> [TEXT PROVIDED]:

== Segment start ==

Abstract
Both acquired bilateral nevus of Ota-like macules (ABNOM) and nevus of Ota are characterized by the presence of dermal melanocytes. There are no differences in the method of treatment, however, postinflammatory hyperpigmentation (PIH) develops more often in ABNOM than in nevus of Ota following treatment. We investigated the differences in the development of PIH after treatment between ABNOM and nevus of Ota, and the histopathologic differences in the PIH. A total of 82 patients with ABNOM (n=47) and nevus of Ota (n=35) were treated with Q-switched alexandrite laser and followed up 2 weeks and 3 months later. Biopsies were performed on lesional skin before treatment. The distribution and the amount of melanin pigments were visualized with Fontana-Masson stain, and the distribution and the depth of melanocytes were measured by GP-100 (NK1-beteb) stain. Clinically, there was more erythema and PIH in ABNOM than in nevus of Ota. Histopathologically, intradermal melanocytes were clustered in groups and dispersed perivascularly in ABNOM, while melanocytes were scattered evenly throughout the dermis in nevus of Ota. Both groups show that when there is a statistically significant number of melanocytes in the perivascular area, erythema and PIH occur after laser therapy. In conclusion, indirect vessel injury in addition to perivascular clustering melanocytes might be considered the cause of increased PIH after treatment in ABNOM.
Dermal melanocytosis include the mongolian spot, blue nevus, nevus of Ota, nevus of Ito, and acquired bilateral nevus of Ota-like macules (ABNOM). Among these, nevus of Ota and ABNOM are clinically similar and both diseases cause aesthetic problems as they develop on the face and are not self-limited. Nevus of Ota is mostly unilateral and located around the oral mucosa and mucous of the eye. ABNOM is characterized by its bilateral manifestation on the forehead, temples, eyelids, cheeks, and/or nose (1). While the age of onset of nevus of Ota is young, ABNOM is known to develop after 15 yr of age (mean age: 36) in about 94% of the cases.

== Segment end ==

Dataset entries
== Segment start ==

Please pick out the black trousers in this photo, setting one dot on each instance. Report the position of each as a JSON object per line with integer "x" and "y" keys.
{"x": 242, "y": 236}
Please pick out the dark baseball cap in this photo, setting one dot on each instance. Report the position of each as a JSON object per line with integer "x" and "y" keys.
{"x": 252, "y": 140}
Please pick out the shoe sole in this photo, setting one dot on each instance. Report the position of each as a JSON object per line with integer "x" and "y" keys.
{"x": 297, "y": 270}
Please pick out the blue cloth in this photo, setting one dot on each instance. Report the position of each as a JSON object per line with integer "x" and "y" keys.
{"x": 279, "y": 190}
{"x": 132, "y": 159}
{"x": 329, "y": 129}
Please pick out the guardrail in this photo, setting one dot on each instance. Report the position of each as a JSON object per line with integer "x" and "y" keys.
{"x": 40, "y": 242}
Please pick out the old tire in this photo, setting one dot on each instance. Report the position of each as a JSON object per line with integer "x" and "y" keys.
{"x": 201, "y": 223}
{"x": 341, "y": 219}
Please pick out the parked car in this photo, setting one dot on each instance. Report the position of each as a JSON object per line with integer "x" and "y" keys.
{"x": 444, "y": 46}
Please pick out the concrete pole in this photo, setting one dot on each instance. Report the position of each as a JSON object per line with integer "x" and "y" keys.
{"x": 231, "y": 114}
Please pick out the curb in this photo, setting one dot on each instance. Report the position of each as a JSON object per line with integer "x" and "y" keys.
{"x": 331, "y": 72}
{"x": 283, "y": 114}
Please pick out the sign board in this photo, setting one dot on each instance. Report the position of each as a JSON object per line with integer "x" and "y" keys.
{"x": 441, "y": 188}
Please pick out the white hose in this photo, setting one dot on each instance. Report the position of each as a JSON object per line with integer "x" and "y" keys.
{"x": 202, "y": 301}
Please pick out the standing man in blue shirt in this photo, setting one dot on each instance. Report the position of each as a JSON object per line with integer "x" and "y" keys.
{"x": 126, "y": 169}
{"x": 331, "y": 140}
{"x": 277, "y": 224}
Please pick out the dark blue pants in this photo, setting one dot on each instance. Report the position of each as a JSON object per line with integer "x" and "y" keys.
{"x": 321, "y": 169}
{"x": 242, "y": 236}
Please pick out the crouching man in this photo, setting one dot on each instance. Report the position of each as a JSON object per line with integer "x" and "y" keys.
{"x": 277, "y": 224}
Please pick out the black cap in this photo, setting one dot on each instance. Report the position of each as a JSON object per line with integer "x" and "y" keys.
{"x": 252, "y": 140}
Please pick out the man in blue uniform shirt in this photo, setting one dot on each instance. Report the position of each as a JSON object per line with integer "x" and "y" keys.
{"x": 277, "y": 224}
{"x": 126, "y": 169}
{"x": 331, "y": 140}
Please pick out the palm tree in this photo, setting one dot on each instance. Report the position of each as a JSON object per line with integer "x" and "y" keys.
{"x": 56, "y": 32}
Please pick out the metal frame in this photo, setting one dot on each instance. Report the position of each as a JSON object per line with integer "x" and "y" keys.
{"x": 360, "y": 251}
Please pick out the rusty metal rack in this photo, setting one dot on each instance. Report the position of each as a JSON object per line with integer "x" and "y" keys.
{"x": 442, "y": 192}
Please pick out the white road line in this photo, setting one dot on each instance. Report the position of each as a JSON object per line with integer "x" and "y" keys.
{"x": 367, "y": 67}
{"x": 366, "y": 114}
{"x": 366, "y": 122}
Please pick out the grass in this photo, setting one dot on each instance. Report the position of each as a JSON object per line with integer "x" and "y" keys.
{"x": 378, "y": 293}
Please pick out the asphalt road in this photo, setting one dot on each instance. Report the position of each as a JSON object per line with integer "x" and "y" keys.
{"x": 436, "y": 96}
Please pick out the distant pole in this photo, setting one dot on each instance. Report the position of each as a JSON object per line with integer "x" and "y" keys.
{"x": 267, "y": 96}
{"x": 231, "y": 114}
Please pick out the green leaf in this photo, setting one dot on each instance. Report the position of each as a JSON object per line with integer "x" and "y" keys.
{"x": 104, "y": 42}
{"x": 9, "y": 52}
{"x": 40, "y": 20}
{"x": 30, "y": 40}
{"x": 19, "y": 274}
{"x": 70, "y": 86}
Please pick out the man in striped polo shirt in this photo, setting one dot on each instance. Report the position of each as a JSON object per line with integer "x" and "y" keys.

== Segment end ==

> [EXERCISES]:
A. Reproduce word for word the part of the text on ABNOM and nevus of Ota that runs from "Dermal melanocytosis include" up to and including "of the cases.".
B. Answer these questions using the text on ABNOM and nevus of Ota:
(i) How many of the treated patients had ABNOM?
(ii) Which stain was used to visualize the distribution and amount of melanin pigments?
(iii) After what age is ABNOM known to develop in about 94% of cases?
C. Continue the text on ABNOM and nevus of Ota, picking up after its final sentence.
These dataset entries stand apart from the text on ABNOM and nevus of Ota.

> [ANSWERS TO THE EXERCISE]:
A.
Dermal melanocytosis include the mongolian spot, blue nevus, nevus of Ota, nevus of Ito, and acquired bilateral nevus of Ota-like macules (ABNOM). Among these, nevus of Ota and ABNOM are clinically similar and both diseases cause aesthetic problems as they develop on the face and are not self-limited. Nevus of Ota is mostly unilateral and located around the oral mucosa and mucous of the eye. ABNOM is characterized by its bilateral manifestation on the forehead, temples, eyelids, cheeks, and/or nose (1). While the age of onset of nevus of Ota is young, ABNOM is known to develop after 15 yr of age (mean age: 36) in about 94% of the cases.

B.
(i) 47
(ii) Fontana-Masson stain
(iii) 15 years of age

C.
For the treatment of dermal pigmentation, topical depigmentary agents and chemical peels fail to achieve a significant degree of lightening. Dermabrasion results in an excellent outcome, but it is invasive with a potential risk of scarring (2). The development of lasers revolutionized the treatment of dermal melanocytic lesions with their theory of selective photothermolysis (3). Q-switched (QS) lasers including QS ruby, QS alexandrite, and QS Nd:YAG lasers have been effective in the treatment of nevus of Ota and ABNOM (4-9). However, the treatment of ABNOM is more difficult than that of nevus of Ota. It has been reported that postinflammatory hyperpigmention (PIH) occurred after treatment in 16-50% of patients with nevus of Ota (4, 6, 10-13), and in 50-73% of patients with ABNOM (7, 9, 14). Although the mechanism of the development of PIH is unknown, it was reported to be associated with the severity of inflammation, individual chromotic tendency, and the color of each individual (15).
After the treatment of ABNOM with the Q-switched Nd-YAG laser, a series of changes are observed in the skin. Erythema increases for up to four weeks after treatment and then starts to decrease, while angiogenesis increases for up to 2-3 weeks after treatment and then becomes normalized (19). Angiogenesis is thought to be involved in various inflammatory responses during the wound healing stage, and a group of authors deal with angiogenesis and erythema in the same context (17). Looking at the relationship between ultraviolet B (UVB)-induced inflammation and hyperpigmentation, it was shown that the relationship between the two indices, erythema and melanin, was linear. Therefore, clinical manifestation of erythema may be a sign of active inflammation and thus, there may be a correlation between the degree of erythema after laser treatment and the severity of PIH. We intended to find out if the laser therapy was effective on ABNOM and nevus of Ota, and to also see if the difference in histologic findings was related to post-therapeutic PIH by comparing the two histologic findings.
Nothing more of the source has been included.